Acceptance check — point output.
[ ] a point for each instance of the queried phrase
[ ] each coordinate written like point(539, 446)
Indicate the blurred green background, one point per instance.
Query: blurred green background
++++++++
Task goal: Reproduce the lines of the records above, replacing "instance" with "occurrence" throughout and leaving everything else unchanged.

Result of the task:
Acceptance check — point output.
[ ] a point for each occurrence of the queried phrase
[ ] each coordinate written like point(539, 446)
Indicate the blurred green background, one point per occurrence.
Query: blurred green background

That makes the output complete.